__Job__
Copy every one of the rows below word for word, without changing any line.

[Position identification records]
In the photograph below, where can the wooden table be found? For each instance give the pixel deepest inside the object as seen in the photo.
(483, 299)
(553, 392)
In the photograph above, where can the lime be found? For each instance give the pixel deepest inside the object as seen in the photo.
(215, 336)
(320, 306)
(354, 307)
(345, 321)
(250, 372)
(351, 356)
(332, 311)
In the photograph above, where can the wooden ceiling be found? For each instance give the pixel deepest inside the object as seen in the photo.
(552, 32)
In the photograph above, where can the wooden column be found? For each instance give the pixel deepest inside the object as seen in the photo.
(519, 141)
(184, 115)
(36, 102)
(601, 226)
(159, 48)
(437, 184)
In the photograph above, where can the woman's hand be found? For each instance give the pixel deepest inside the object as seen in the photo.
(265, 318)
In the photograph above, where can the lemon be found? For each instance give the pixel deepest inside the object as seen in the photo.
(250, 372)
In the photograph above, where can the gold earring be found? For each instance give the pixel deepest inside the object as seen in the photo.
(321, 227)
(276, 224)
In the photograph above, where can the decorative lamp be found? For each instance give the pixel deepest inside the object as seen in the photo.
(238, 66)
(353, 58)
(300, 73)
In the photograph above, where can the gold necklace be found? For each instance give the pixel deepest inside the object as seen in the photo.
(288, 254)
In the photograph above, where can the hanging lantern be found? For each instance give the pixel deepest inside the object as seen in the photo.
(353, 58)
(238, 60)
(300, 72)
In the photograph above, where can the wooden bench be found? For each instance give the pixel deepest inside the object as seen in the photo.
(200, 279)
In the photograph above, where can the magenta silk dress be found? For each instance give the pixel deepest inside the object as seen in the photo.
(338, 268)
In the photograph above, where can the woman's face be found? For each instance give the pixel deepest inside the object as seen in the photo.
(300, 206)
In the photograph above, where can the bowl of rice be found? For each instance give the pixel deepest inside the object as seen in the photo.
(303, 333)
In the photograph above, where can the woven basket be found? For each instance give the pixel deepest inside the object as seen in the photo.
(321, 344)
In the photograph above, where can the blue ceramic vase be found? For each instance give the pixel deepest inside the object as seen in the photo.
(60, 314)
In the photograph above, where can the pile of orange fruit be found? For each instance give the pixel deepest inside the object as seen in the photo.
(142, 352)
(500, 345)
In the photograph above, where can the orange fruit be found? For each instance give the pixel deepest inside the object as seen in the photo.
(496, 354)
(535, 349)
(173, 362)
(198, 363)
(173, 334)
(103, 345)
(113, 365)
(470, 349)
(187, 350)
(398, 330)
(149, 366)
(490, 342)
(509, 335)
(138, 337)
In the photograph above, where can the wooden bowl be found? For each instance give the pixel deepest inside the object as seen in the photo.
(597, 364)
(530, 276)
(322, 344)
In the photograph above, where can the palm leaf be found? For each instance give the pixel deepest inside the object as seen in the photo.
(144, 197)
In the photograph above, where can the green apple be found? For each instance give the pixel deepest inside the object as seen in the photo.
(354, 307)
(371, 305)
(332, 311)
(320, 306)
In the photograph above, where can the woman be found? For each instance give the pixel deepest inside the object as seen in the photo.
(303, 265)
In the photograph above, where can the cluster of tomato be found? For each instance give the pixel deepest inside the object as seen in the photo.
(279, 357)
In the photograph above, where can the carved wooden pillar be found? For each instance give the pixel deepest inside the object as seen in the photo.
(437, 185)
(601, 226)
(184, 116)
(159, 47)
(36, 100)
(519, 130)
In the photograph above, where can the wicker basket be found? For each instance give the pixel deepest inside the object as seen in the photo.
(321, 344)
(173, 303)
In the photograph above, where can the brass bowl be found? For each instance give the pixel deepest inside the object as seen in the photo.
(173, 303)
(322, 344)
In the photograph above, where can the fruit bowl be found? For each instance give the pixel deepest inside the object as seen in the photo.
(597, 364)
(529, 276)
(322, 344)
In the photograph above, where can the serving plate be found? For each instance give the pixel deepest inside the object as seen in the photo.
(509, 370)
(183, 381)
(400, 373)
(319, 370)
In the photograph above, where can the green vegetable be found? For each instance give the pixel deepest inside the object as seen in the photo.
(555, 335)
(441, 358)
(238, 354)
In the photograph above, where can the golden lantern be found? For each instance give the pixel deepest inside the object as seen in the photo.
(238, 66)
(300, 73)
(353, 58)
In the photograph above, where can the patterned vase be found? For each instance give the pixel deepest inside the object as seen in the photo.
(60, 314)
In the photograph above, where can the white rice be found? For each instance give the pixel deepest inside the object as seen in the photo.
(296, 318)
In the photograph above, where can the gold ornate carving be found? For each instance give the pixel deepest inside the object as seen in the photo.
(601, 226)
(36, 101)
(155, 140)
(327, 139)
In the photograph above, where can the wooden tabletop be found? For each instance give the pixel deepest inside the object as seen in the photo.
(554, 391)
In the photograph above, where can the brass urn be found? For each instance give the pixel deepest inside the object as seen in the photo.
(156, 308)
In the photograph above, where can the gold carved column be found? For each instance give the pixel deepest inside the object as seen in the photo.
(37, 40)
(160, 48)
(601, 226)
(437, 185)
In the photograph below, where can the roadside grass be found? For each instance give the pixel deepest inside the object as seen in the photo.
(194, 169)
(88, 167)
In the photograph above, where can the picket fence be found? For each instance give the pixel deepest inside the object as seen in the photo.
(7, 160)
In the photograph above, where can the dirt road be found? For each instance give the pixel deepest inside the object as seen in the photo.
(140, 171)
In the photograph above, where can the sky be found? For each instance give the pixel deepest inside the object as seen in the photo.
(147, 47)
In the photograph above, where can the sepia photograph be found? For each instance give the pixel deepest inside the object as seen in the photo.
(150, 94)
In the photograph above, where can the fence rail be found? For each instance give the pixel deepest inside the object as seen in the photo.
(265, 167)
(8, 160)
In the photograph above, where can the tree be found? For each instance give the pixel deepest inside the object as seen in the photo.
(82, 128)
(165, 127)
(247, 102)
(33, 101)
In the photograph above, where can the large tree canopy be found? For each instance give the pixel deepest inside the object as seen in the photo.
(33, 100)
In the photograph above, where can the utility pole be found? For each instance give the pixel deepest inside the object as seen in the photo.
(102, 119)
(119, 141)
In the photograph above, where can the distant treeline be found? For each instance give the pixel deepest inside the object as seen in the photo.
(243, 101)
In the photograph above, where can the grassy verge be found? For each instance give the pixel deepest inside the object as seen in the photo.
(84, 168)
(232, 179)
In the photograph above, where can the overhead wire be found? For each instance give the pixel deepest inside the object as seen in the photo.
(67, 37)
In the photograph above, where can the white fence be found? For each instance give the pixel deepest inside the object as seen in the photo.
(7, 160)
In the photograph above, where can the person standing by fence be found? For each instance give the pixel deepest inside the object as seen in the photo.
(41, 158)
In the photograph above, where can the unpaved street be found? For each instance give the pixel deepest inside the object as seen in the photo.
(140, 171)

__Worked answer__
In the photograph below, where can the wooden table be found? For each instance give the pixel deepest inside the object as seen in the photo.
(483, 299)
(553, 392)
In the photograph above, where can the lime be found? For each instance give the pixel deepest inside the object as seen in the photo.
(215, 336)
(320, 306)
(354, 307)
(345, 321)
(250, 372)
(351, 356)
(332, 311)
In the photograph above, where can the wooden ceiling be found? For each instance give the pixel deepest inside the object as seen in the photo.
(552, 32)
In the photograph above, where can the wooden column be found? For each instance give the pixel deepest inside the object as seen in the photo.
(519, 141)
(184, 115)
(36, 102)
(601, 226)
(159, 48)
(437, 184)
In the photograph above, where can the woman's hand be found? For each instance give the pixel deepest inside the object as seen in the photo.
(265, 318)
In the photograph above, where can the lemon be found? For each instance give the pixel deepest inside the object as seen in the photo.
(250, 372)
In the photograph above, where can the gold earring be found? For each instance give the pixel deepest inside the object as seen in the photo.
(321, 227)
(276, 224)
In the photograph above, where can the decorative lamp be found? For each instance give the pixel deepest inside the object as seen in the photo.
(238, 66)
(353, 58)
(300, 73)
In the photograph above, where can the gold necklace be found? For each instance give the pixel deepest inside the object as seen in the photo.
(288, 254)
In the photograph above, where can the hanging lantern be found? For each instance give the pixel deepest inside the object as seen in the photo.
(353, 58)
(238, 60)
(300, 72)
In the photograph above, where can the wooden bench be found? For each instance give the pixel deepest inside the object as seen in the photo.
(200, 279)
In the photograph above, where can the magenta silk dress be found? For each instance give the pixel deepest inside the object as seen in the photo.
(338, 268)
In the photograph above, where can the woman's face be found? For each instance give the pixel deepest inside the object as seen in the photo.
(300, 206)
In the photograph above, where can the bowl of rice be found? For each instance give the pixel deepest inside the object as seen in the photo.
(303, 333)
In the photograph above, where can the woven basket be found? For each instance give the pixel deepest inside the object as seen in the photo.
(321, 344)
In the photograph above, where can the blue ceramic vase be found? For each instance give the pixel deepest inside the object as seen in the photo.
(60, 314)
In the photograph above, where can the pile of orange fruit be found? For each instance give the pixel deepest inside the object as seen in the photo.
(142, 352)
(500, 345)
In the photograph above, where can the orange fruit be found? For each instance give the pixel deepest inside the object as seen in the photo.
(496, 354)
(535, 349)
(173, 362)
(198, 363)
(173, 334)
(103, 345)
(113, 365)
(470, 349)
(187, 350)
(398, 330)
(149, 366)
(490, 342)
(509, 335)
(138, 337)
In the photograph above, where can the wooden bowl be found? For each instance give the pixel deepest inside the object as seen in the photo.
(597, 364)
(530, 276)
(322, 344)
In the photograph above, where can the palm leaf be found? For each instance give the pixel deepest inside the object as seen in the photo.
(144, 197)
In the photograph above, where can the green apple be found? For each instance give the pixel deepest inside the object as seen in the photo.
(354, 307)
(371, 305)
(332, 311)
(320, 306)
In the photograph above, where can the woman be found? For each instance give the pixel deepest inside the object as seen in the photo.
(303, 265)
In the photograph above, where can the cluster of tomato be found? For each instance give the pixel deepest inside the object as seen in the photo.
(279, 357)
In the photograph above, where can the carved wooden pillar be found? For each instance give the pixel deepest inside the object as seen in the photo.
(437, 185)
(601, 226)
(184, 116)
(159, 47)
(36, 100)
(519, 130)
In the photograph above, where can the wicker basket be found? For each instance give the pixel deepest inside the object as seen in the photo.
(321, 344)
(173, 303)
In the photograph above, where can the brass bowl be found? For each instance give the pixel deepest inside the object as seen in the photo.
(173, 303)
(322, 344)
In the photograph above, where can the fruit bowl be found? For each instance give the pixel deepest inside the object as seen in the photo.
(597, 364)
(529, 276)
(322, 344)
In the photograph above, where can the serving plate be found? For each instance give the pixel deepest inside the object as seen in the photo.
(509, 370)
(183, 381)
(400, 373)
(319, 370)
In the photograph above, where can the green vegetable be found? For each instance give the pixel deepest inside the object as seen in the photo.
(555, 335)
(441, 358)
(238, 354)
In the photograph above, where can the golden lantern be found? For each instance give the pixel deepest inside the object as seen in the photo.
(238, 66)
(300, 73)
(353, 58)
In the photograph above, where can the patterned vase be found? For each instance give the pixel deepest inside the object as seen in the photo.
(60, 314)
In the photograph above, where can the white rice be found? For each instance give the pixel deepest inside the object as seen in the photo.
(296, 318)
In the photograph above, where can the gold ornate carving be found? For each instance give the pixel deepest inside the object as seen in the photo.
(601, 226)
(36, 101)
(155, 140)
(327, 139)
In the photograph above, where can the wooden tabletop be found? For each instance give the pixel deepest inside the object as seen in the photo.
(554, 391)
In the photograph above, where can the brass urn be found? For each instance give the pixel deepest inside the object as seen in the photo.
(156, 308)
In the photograph above, where can the gold carved column be found? For each instance give the pixel deepest inside the object as seen in the photo.
(37, 40)
(160, 48)
(601, 226)
(437, 185)
In the photograph below, where can the roadside grass be found? For each instance give the pixel deepest inside the object as seen in the photo.
(194, 169)
(88, 167)
In the photograph above, where can the picket fence be found? For each instance give the pixel deepest inside the object as seen in the photo.
(7, 160)
In the photograph above, where can the dirt road be found? For each instance give the pixel deepest inside the object as seen in the photo.
(140, 171)
In the photograph above, where can the sky be found? For each instance give the pixel deepest inside the object as seen in the photo.
(147, 47)
In the photograph above, where can the sepia photograph be found? For each instance give the pixel deepest inside the object as seen in the photo.
(150, 94)
In the photograph above, where can the fence rail be found? For each instance give the pixel deepest inside the object as seen in the photo.
(265, 167)
(8, 160)
In the photograph above, where can the tree be found? For each instance give the pixel deepest inside the object as seen in the photo.
(82, 128)
(165, 127)
(247, 102)
(33, 101)
In the photograph above, where can the large tree canopy be found? For each instance give the pixel deepest inside the object as seen in the photo.
(33, 100)
In the photograph above, where can the utility pole be found? For each instance give the pixel deepest inside the object as seen in the photo.
(102, 119)
(119, 141)
In the photograph above, where can the distant treeline be found? For each instance give the pixel deepest inside the object as seen in the photo.
(243, 101)
In the photograph above, where can the grassy verge be found? For each instance give the pixel deepest inside the object as seen in the photo.
(84, 168)
(232, 179)
In the photograph above, where can the overhead wire be found? For each instance give the pixel deepest inside the object as seen in the photo.
(67, 37)
In the photograph above, where can the white fence be found? For each instance give the pixel deepest inside the object as seen in the photo.
(7, 160)
In the photograph above, where can the person standing by fence be found? For each instance give the pixel deepest inside the object as seen in the photo.
(41, 158)
In the photograph above, where can the unpaved street be found? For each instance give the pixel deepest inside the object as seen in the photo.
(140, 171)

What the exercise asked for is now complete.